Task brief: Write out every entry in full. Leave nothing out.

Data records:

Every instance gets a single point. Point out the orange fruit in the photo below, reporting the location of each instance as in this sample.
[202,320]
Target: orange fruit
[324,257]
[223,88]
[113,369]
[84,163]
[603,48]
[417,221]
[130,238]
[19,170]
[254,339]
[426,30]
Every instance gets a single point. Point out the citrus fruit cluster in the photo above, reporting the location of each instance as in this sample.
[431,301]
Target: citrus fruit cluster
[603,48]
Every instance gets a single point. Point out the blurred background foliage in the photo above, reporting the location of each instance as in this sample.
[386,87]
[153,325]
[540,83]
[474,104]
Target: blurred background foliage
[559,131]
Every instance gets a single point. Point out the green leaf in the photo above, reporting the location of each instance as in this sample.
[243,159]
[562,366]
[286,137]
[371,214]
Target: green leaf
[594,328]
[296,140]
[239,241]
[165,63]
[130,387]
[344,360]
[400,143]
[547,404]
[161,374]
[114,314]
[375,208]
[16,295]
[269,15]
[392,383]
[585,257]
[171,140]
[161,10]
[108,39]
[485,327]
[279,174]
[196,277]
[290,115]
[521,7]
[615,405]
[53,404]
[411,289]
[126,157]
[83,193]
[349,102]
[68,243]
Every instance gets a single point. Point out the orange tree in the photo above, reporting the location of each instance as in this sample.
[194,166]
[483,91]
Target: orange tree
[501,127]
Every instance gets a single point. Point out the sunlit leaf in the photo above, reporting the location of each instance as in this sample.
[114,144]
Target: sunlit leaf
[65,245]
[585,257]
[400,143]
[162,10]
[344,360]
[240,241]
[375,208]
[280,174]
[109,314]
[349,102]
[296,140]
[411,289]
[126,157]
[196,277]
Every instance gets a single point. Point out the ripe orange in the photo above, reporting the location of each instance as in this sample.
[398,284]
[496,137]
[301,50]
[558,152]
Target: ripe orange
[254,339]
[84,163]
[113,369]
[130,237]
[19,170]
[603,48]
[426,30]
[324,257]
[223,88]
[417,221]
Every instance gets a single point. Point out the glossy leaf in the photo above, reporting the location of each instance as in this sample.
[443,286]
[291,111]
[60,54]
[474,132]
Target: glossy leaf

Answer to this task:
Every instance gets a single point. Point out the orange fruit in the photo below, reporting the location of each instance as in this sample.
[202,320]
Target: orange fruit
[324,257]
[223,88]
[113,369]
[84,163]
[603,48]
[417,221]
[130,238]
[19,170]
[254,339]
[426,30]
Every instance gets a single point. Point out the citrus fruit cluster in the photo above, reporting the location of each instance as in this sample.
[431,301]
Target: citrus fruit cluster
[603,48]
Every instance gets a single point. Point out the blurred background foliage in the photo above, reporting the location of each instance as in this sample.
[386,87]
[153,325]
[540,83]
[474,104]
Target: blurred background foliage
[559,131]
Every instance gets a single point. Point out the green leaf in the photo above, reporting the location of each instance as in this sample.
[243,159]
[562,366]
[286,137]
[371,214]
Target: green leaf
[594,328]
[296,140]
[239,241]
[165,63]
[130,387]
[344,360]
[400,143]
[547,404]
[161,374]
[114,314]
[375,208]
[16,295]
[269,15]
[392,383]
[585,257]
[171,140]
[161,10]
[108,39]
[485,327]
[279,174]
[196,277]
[290,115]
[521,7]
[615,405]
[53,404]
[411,289]
[126,157]
[83,193]
[349,102]
[68,243]
Every instance gets a single point. Point out the orange tree in the photo above, reporting the location of each instance as in this sample.
[194,166]
[483,91]
Target: orange tree
[501,127]
Every instance gets a single point. Point out the sunlit leaf in the photo above, reporting the location of each instance as in this sample.
[114,144]
Target: sunlit leaf
[65,245]
[585,257]
[400,143]
[162,10]
[344,360]
[240,241]
[375,208]
[280,174]
[109,314]
[349,102]
[296,140]
[411,289]
[126,157]
[196,277]
Every instance gets a single point. Point out the ripe orange in the photo above, reporting the location of each instance as in this sample.
[398,284]
[496,137]
[301,50]
[558,152]
Target: ripe orange
[254,339]
[84,163]
[113,369]
[130,237]
[19,170]
[603,48]
[426,30]
[324,257]
[223,88]
[417,221]
Every instance gets a single point. Point out the glossy leaf in the photo above, reporting the location of each instance as in this sample.
[443,286]
[291,111]
[60,54]
[474,132]
Target: glossy leaf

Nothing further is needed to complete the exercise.